PROMPT A: Copy out the figure descriptions below word for word.

==== TEXT SEGMENT

BRIEF DESCRIPTION OF THE DRAWINGS

[0007]FIG. 1 shows a simplified high-level block diagram of a processor system incorporating a matrix multiply engine according to some embodiments.

[0008]FIG. 2 shows a simplified block diagram illustrating additional features of a matrix multiply engine according to some embodiments.

[0009]FIG. 3 illustrates an operating principle for multiplication of large matrices according to some embodiments.

[0010]FIGS. 4A-4D show simplified schematic diagrams of a circuit that can be used to implement a cell in a matrix multiply engine according to some embodiments.

[0011]FIGS. 5A-5B and FIGS. 6A-6B illustrate an operating principle for a cell in a matrix multiply engine according to some embodiments.

[0012]FIGS. 7A and 7B illustrate writing and reading for an operand buffer according to some embodiments.

[0013]FIGS. 8A-8C and FIGS. 9A-9I show examples of arranging operand matrix elements in an operand buffer according to some embodiments.

[0014]FIGS. 10A and 10B show examples of element arrangements on a vector buffer interface bus according to some embodiments.

[0015]FIG. 11 shows a flow diagram of a process for determining certain run-time parameters for a matrix multiply operation according to some embodiments.

========

PROMPT B: Revise the entries below by replacing "patio chair" with "garden chair" everywhere it appears, leaving all else unchanged, and omit the pictures.

==== DATASET CONTENT

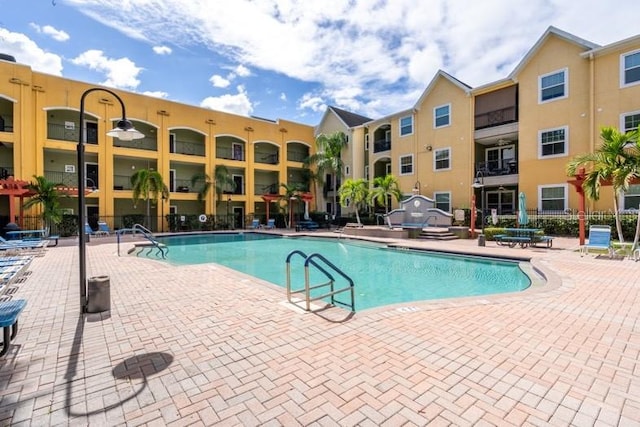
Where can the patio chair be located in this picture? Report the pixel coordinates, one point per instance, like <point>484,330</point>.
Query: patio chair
<point>599,239</point>
<point>103,229</point>
<point>271,224</point>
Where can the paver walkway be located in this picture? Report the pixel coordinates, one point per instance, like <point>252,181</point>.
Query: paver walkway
<point>203,345</point>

========

TASK OUTPUT A:
BRIEF DESCRIPTION OF THE DRAWINGS

[0007]FIG. 1 shows a simplified high-level block diagram of a processor system incorporating a matrix multiply engine according to some embodiments.

[0008]FIG. 2 shows a simplified block diagram illustrating additional features of a matrix multiply engine according to some embodiments.

[0009]FIG. 3 illustrates an operating principle for multiplication of large matrices according to some embodiments.

[0010]FIGS. 4A-4D show simplified schematic diagrams of a circuit that can be used to implement a cell in a matrix multiply engine according to some embodiments.

[0011]FIGS. 5A-5B and FIGS. 6A-6B illustrate an operating principle for a cell in a matrix multiply engine according to some embodiments.

[0012]FIGS. 7A and 7B illustrate writing and reading for an operand buffer according to some embodiments.

[0013]FIGS. 8A-8C and FIGS. 9A-9I show examples of arranging operand matrix elements in an operand buffer according to some embodiments.

[0014]FIGS. 10A and 10B show examples of element arrangements on a vector buffer interface bus according to some embodiments.

[0015]FIG. 11 shows a flow diagram of a process for determining certain run-time parameters for a matrix multiply operation according to some embodiments.

TASK OUTPUT B:
Where can the garden chair be located in this picture? Report the pixel coordinates, one point per instance, like <point>484,330</point>.
Query: garden chair
<point>599,239</point>
<point>103,229</point>
<point>271,224</point>
Where can the paver walkway be located in this picture? Report the pixel coordinates, one point per instance, like <point>252,181</point>.
Query: paver walkway
<point>203,345</point>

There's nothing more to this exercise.